START Data

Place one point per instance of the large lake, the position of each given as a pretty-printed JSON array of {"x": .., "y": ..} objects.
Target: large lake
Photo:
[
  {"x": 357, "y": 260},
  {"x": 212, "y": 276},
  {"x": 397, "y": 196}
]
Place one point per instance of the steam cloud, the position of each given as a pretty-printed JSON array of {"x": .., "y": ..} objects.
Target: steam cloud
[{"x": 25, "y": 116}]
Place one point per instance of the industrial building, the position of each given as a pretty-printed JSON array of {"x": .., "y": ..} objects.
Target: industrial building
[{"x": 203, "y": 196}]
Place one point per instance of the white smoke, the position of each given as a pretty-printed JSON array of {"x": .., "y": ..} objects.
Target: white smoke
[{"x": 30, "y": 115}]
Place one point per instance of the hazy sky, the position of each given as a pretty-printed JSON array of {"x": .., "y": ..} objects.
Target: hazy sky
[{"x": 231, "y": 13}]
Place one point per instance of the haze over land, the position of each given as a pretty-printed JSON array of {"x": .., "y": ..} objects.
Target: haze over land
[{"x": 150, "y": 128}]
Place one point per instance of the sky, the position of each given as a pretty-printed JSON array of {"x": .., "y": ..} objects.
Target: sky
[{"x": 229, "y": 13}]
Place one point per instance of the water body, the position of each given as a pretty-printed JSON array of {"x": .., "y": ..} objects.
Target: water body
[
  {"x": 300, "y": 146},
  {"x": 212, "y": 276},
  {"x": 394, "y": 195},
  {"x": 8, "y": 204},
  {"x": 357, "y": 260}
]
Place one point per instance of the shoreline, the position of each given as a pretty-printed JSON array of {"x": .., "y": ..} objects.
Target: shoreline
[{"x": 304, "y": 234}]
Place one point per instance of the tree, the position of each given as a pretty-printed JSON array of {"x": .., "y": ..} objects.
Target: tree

END Data

▶ Exercise instructions
Give back exactly the lines from the line holding "Place one point per instance of the haze" through the last line of the listing, including both.

▶ The response
Place one point per instance of the haze over land, the position of each given as a pretty-printed JSON array of {"x": .., "y": ..} objects.
Target: haze over land
[{"x": 150, "y": 128}]
Place one point per instance of the sky, the position of each given as a pretty-printed JSON array of {"x": .., "y": ..} objects.
Target: sky
[{"x": 229, "y": 13}]
Place one point per instance of the water body, the position of each given as a pretty-printed JSON array of {"x": .., "y": ..} objects.
Target: water body
[
  {"x": 300, "y": 146},
  {"x": 212, "y": 276},
  {"x": 394, "y": 195},
  {"x": 8, "y": 204},
  {"x": 357, "y": 260}
]
Place one point per instance of the shoreline, the position of each given as a pretty-printed JSON array of {"x": .., "y": ..} objects.
Target: shoreline
[{"x": 304, "y": 234}]
Place one point per instance of the tree, the position of each given as a pretty-printed JSON array of {"x": .., "y": ..} objects.
Target: tree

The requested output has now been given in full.